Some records
:::

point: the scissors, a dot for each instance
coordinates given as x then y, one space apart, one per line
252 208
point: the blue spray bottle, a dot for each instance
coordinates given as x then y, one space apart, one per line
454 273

:::

GIVEN INSTRUCTION
Repeat the listing word for word, from the line containing "point: the blue" through the end of the listing.

OUTPUT OF THE TASK
point: the blue spray bottle, a dot for each instance
coordinates given as x then y, one space apart, one per line
454 273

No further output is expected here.